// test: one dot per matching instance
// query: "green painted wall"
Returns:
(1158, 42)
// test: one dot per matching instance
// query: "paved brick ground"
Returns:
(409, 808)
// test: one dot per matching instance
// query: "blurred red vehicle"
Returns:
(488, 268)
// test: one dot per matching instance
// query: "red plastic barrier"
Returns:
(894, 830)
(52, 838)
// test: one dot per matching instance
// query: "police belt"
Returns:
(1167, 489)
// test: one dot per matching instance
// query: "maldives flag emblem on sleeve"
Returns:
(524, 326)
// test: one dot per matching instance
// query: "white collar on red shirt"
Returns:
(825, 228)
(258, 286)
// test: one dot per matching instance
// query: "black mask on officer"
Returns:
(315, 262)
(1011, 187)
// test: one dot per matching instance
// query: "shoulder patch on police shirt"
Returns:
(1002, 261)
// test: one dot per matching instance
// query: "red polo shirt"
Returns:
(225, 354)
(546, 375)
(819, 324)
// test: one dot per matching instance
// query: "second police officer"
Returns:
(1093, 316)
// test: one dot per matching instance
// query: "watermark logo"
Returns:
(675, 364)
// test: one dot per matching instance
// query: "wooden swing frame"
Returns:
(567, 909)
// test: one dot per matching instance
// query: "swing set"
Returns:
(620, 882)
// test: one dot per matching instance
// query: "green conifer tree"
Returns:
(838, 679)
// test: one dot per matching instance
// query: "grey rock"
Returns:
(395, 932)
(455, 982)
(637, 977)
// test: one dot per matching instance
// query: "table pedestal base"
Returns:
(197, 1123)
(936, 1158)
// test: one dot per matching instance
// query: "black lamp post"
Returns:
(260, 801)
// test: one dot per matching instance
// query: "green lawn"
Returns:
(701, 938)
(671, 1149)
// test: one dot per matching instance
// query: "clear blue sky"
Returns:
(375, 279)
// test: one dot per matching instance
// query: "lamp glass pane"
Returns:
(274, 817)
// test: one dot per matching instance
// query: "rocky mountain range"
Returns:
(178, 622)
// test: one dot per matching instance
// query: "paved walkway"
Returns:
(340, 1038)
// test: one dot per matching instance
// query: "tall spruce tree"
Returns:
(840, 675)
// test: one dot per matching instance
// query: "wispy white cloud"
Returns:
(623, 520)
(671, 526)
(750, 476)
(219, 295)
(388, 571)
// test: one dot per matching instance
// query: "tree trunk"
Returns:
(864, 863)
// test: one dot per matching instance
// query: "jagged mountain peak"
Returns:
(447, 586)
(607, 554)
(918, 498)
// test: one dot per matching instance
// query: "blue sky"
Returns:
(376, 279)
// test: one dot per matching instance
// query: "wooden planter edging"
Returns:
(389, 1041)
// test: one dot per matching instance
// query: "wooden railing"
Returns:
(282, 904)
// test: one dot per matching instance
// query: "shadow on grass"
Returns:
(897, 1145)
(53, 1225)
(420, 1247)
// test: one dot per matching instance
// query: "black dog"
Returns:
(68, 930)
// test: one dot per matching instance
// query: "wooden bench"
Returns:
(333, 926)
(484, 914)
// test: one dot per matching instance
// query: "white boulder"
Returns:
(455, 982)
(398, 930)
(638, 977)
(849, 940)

DESCRIPTION OF THE TASK
Repeat each of the entries above precisely as given.

CORRECT ANSWER
// test: one dot per matching instance
// query: "green painted wall"
Returns:
(1158, 42)
// test: one dot per matching instance
// query: "paved brick ground"
Returns:
(409, 808)
// test: one dot per matching instance
// query: "blurred red vehicle"
Returns:
(488, 268)
// test: one dot per matching instance
// query: "red plastic barrier"
Returns:
(894, 830)
(52, 838)
// test: one dot per matching instance
// query: "police belt"
Returns:
(1167, 489)
// test: one dot per matching instance
// query: "maldives flag emblem on sleeve"
Returns:
(524, 326)
// test: one dot per matching instance
// query: "white collar on red shirt"
Returns:
(825, 228)
(258, 286)
// test: one dot per matching instance
// query: "black mask on officer"
Returns:
(315, 262)
(1011, 187)
// test: one dot per matching instance
// query: "shoulder patch on police shirt"
Returns:
(1002, 261)
// test: one dot per matching instance
// query: "red polo shirt"
Returns:
(225, 354)
(546, 375)
(819, 324)
// test: one dot per matching instance
// query: "second police officer"
Returns:
(1093, 316)
// test: one dot per matching instance
// query: "watermark logo"
Returns:
(675, 364)
// test: one dot per matching instance
// query: "wooden swing frame"
Returns:
(567, 909)
// test: one dot per matching instance
// query: "swing set"
Returns:
(620, 882)
// test: one dot per matching instance
// query: "green conifer tree"
Returns:
(838, 679)
// test: one dot per matching instance
// query: "grey rock"
Returns:
(395, 932)
(455, 982)
(637, 977)
// test: one dot per matching instance
// query: "table pedestal base"
Returns:
(197, 1123)
(936, 1158)
// test: one dot per matching instance
// query: "black lamp post"
Returns:
(260, 801)
// test: one dot per matching instance
// query: "green lawn"
Returns:
(701, 938)
(671, 1149)
// test: one dot per matching instance
// query: "clear blue sky"
Returns:
(375, 279)
// test: one dot per matching instance
// query: "lamp glass pane"
Returns:
(274, 817)
// test: one dot per matching instance
// query: "rocky mountain range"
Returns:
(178, 622)
// test: one dot per matching instance
// query: "paved walkway"
Returns:
(340, 1038)
// test: one dot per matching instance
// query: "tall spruce tree"
Returns:
(840, 675)
// test: one dot per matching instance
// query: "wispy white cloud"
Returns:
(623, 520)
(671, 526)
(750, 476)
(219, 295)
(388, 571)
// test: one dot per matching instance
// query: "tree trunk"
Returns:
(864, 863)
// test: one dot per matching instance
// query: "jagged mountain peak"
Returns:
(447, 586)
(607, 554)
(918, 498)
// test: one dot per matching instance
// query: "blue sky"
Returns:
(376, 279)
// test: one dot per matching instance
// query: "wooden planter edging"
Returns:
(389, 1041)
// test: one dot per matching instance
// query: "wooden railing"
Returns:
(282, 904)
// test: one dot per matching instance
// query: "shadow on grass"
Returns:
(897, 1145)
(53, 1225)
(420, 1247)
// test: one dot per matching instance
// query: "black dog"
Returns:
(68, 930)
// test: one dot per matching instance
// query: "wooden bench"
Returns:
(333, 926)
(484, 914)
// test: one dot per matching instance
// query: "white boulder"
Returns:
(455, 982)
(398, 930)
(638, 977)
(849, 940)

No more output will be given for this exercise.